- Quoted text:
The barn-door problem

News that the national foreclosure rate is higher than at any time since the Great Depression is obviously not good. But, it has one positive side. It reveals the driving force of the whole finance, insurance and real estate sector of the economy, the "lending industry," as the Fresno Bee put it in the editorial below.

In the growing subprime-load debacle, in which Merced has the dubious distinction of leading all other jurisdictions in California with 22-percent subprime loans (nearly twice as high as the national average), the press sets aside the environmental damage done to Merced and the San Joaquin region by the building boom -- air quality, water quality and quantity, endangered species taken -- the amount of farm land paved over, the failure of elected local land-use authorities to in any way compel development to pay for itself, and the general scoff-law attitude of elected officials and city and county staff toward any laws that stand in the way of development.

Almost every lawsuit filed on these issues in the last seven years has had a provision asking for a county General Plan update. Last year, Merced County agreed to one, guided by a secret steering committee, and the process lumbers along with hand-picked "members of the public" to validate the deal. Meanwhile, the existing General Plan, the document that was supposed to have guided development in the county, was never updated even to account for UC Merced, much less for the development boom the campus caused. It was, instead, constantly "amended," which by statute it must be to accommodate major development projects. The present General Plan is a shapeless mass of amendments documenting chaotic growth.

Even those who have not followed the development process in Merced during the past seven years must see that the present General Plan update process is no more than a pretense of pushing an open barn door toward a closed position long after the horses have left the barn, the corral and the ranch.

Among the many public lies the Merced development boom entailed was that UC Merced was immediately necessary to accommodate the "Tidal Wave II" of UC students. That deception has also been revealed.

A cabal of politicians, developers (some of them UC regents), UC administrators, large local landowners, local insurance interests, the UC/Great Valley Center, and enabled by the "lending industry," local realtors and planning staff, created this unfortunate situation, unprecidented since the Great Depression.

We cannot predict how it will all come out except to say, based on past experience, that the situation will not be faced honestly in Merced. The consequence of the growing need for "leadership" to conceal what it has done. If the past is any guide to the future, this political need will result in a combination of rewriting history, choosing distracting targets and that old favorite, arrogant posturing. It looks like local public discourse will consist of the "haves" blaming the "have-nots" for not having, while the haves await the next speculative boom to get more.

(Records for bounding box labeling)
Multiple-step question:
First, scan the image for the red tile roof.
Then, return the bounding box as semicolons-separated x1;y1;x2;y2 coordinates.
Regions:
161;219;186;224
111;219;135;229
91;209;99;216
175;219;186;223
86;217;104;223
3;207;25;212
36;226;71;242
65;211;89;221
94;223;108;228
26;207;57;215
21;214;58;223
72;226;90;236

- Things to do:
1. Convert every line of the bounding box labeling records into a Markdown table with the columns Row and Line, leaving out blank lines.
2. Extend the commentary on Merced's development boom and foreclosures, picking up after its final sentence.

- Results of the tasks:
1.
| Row | Line |
|---|---|
| 1 | Multiple-step question: |
| 2 | First, scan the image for the red tile roof. |
| 3 | Then, return the bounding box as semicolons-separated x1;y1;x2;y2 coordinates. |
| 4 | Regions: |
| 5 | 161;219;186;224 |
| 6 | 111;219;135;229 |
| 7 | 91;209;99;216 |
| 8 | 175;219;186;223 |
| 9 | 86;217;104;223 |
| 10 | 3;207;25;212 |
| 11 | 36;226;71;242 |
| 12 | 65;211;89;221 |
| 13 | 94;223;108;228 |
| 14 | 26;207;57;215 |
| 15 | 21;214;58;223 |
| 16 | 72;226;90;236 |

2.
Bill Hatch
-------------

Notes:

4-6-07
Subprime meltdown...Editorial
http://www.fresnobee.com/274/story/40173.html

California should provide stronger mortage protections. What seemed an impending home foreclosure crisis when the Legislature held hearings in January is now a full-blown meltdown.A big part of the problem is the widespread use of subprime loans -- high-cost loans to people with weak credit. The Valley is especially thick with such loans. Almost 22% of home loans in Merced were subprime, highest in the state. Bakersfield, Modesto, Visalia and Fresno were close behind, all with rates above the national average of 14.7%. The result is costly: Three of the five U.S. regions with the highest projected foreclosure rates for subprime loans made last year are in the Valley, including Fresno. California should lead in providing solutions. But it's not... Most borrowers once got their loans directly from a lender; today a majority go through a mortgage broker. Too often, these brokers steer buyers to a higher-rate loan because they get rebates from lenders. So the broker gets a perfectly legal kickback and the lender gets a more profitable loan. But the borrower gets stuck with a higher interest rate.
California should fix this. Legislators also should look at the strong laws in North Carolina, New Mexico, New York, West Virginia, Ohio, Massachusetts and New Jersey, emulate them and improve upon them.Legislators must have the courage to stand up to the lending industry, which continues to oppose stronger California laws, and protect consumers from reckless, abusive loans. The home mortgage crisis in California is not going to be self-correcting.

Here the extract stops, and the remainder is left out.